### WORK ORDER
From the text on New York's streets below, list every statistic it gives about car ownership and car use in the city.

### EXCERPTED TEXT
- - - -

Two news items published this Tuesday, on the same website and with the same author, need to be read together. “Report: Less Than Half Of NYC’s Open Streets Are Operational” and “A Radical Plan to Revive Pandemic-Stricken SoHo: Remove Cars,” both on Gothamist and both written by Ben Yakas, both discuss the relationship of cars, space, and people on New York’s streets. New York, with its dense core, dense residential neighborhoods outside the core, and extensive mass transit system, is an outlier in the US. As of 2018, around half of the households in the city own cars, but only about a quarter (27%) of people in the city commute to work by car and only about 12 percent of commuting trips into the central business district in Manhattan are by car. But cars are given the majority of space on the public streets, while pedestrians are squeezed and cyclists have relatively few protected lanes.
The Open Streets initiative was a response to Covid: since traffic was drastically reduced in mid-2020, and outdoor activity was less likely to spread the virus than having people indoors, why not block off some streets for part of the day? The problem with the program, in the end, was that it was too limited. It depended on people’s good behavior to not simply move the wood sawhorses used to block the streets (and a lot of drivers failed that test) and it covered too few streets in too few areas. The failure was not pre-ordained: the Open Restaurants program, also enacted as a response to Covid, allowed restaurants to build open-air seating in the parking lanes adjacent to their retail space and was a success and will apparently become permanent in some form.

- - - -

### RECORDS PROVIDED
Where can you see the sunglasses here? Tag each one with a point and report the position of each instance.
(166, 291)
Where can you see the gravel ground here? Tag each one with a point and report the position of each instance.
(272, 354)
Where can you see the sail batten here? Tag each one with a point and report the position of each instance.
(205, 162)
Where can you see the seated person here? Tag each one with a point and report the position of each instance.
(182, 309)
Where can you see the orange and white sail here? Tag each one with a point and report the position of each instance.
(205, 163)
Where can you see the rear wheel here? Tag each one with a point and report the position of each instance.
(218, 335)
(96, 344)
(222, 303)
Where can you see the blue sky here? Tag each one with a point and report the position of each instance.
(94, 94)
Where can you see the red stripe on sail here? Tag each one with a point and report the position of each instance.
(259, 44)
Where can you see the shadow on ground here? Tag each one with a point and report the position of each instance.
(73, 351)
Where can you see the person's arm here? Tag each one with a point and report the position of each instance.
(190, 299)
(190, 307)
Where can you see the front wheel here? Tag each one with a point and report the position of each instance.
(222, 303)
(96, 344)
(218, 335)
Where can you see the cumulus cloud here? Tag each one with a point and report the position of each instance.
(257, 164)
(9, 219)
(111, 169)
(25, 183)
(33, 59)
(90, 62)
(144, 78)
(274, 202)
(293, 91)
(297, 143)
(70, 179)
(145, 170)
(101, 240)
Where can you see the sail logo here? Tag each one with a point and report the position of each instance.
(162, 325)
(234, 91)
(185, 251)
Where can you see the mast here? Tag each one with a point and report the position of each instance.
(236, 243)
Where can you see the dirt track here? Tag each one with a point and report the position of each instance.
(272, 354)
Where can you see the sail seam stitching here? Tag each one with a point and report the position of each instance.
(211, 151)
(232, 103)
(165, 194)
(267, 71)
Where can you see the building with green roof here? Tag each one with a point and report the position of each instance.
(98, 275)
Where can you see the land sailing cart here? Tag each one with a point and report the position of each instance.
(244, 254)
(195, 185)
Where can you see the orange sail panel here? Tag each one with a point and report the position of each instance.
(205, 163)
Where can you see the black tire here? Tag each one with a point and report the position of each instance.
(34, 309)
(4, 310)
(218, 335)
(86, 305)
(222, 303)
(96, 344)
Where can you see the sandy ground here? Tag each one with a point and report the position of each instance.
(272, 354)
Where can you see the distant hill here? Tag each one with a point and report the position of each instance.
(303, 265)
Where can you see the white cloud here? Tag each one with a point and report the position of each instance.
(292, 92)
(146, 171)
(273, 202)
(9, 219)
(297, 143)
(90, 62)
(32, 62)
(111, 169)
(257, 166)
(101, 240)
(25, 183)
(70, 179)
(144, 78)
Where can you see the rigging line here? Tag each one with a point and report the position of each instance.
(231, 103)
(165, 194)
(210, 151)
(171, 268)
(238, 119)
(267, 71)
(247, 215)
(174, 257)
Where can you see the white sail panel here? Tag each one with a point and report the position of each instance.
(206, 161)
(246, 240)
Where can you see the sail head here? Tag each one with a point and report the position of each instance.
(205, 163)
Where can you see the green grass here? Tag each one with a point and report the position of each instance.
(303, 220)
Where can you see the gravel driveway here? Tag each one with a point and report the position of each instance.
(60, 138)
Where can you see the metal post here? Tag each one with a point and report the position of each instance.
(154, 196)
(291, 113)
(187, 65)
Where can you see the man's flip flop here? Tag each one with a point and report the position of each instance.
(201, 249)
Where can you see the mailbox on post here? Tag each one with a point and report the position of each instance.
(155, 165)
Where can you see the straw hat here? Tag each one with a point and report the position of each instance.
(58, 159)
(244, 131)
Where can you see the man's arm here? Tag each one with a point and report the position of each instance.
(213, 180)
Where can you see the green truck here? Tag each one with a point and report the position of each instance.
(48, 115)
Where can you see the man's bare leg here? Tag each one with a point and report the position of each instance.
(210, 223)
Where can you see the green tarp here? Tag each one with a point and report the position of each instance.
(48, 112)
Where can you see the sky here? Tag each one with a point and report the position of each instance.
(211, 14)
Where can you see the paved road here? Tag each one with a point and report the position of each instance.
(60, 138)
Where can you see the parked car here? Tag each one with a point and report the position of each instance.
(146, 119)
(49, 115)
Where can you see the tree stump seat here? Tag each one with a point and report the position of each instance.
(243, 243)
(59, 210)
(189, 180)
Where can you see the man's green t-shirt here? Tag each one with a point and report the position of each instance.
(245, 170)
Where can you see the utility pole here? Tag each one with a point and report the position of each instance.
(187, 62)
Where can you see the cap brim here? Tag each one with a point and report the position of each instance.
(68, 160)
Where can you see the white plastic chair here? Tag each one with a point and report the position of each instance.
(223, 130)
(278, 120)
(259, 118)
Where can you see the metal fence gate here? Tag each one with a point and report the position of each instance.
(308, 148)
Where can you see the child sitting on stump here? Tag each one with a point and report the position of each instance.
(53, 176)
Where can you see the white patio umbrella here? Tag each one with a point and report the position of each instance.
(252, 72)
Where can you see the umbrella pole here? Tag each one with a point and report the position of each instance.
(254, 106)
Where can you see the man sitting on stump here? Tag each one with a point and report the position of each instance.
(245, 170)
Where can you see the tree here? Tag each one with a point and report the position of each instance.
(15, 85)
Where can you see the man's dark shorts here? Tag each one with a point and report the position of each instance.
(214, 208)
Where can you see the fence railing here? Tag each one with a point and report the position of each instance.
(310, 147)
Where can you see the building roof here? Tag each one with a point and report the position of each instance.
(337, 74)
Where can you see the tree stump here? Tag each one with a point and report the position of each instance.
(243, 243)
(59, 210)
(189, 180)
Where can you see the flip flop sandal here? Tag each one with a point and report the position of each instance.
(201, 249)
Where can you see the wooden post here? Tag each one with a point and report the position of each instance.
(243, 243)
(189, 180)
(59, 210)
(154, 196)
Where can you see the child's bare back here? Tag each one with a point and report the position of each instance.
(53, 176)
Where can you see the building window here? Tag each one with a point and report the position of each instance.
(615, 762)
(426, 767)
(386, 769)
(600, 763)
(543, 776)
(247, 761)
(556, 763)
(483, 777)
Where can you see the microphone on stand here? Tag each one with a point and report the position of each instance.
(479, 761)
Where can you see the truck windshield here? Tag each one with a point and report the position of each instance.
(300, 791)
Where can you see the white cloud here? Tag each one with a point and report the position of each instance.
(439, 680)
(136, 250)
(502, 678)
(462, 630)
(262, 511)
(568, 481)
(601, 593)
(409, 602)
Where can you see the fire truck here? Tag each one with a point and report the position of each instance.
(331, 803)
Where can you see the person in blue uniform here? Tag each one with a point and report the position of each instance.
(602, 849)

- - - -

### REPLY
- Around half of the households in the city own cars (as of 2018).
- About a quarter (27%) of people in the city commute to work by car.
- About 12 percent of commuting trips into the central business district in Manhattan are by car.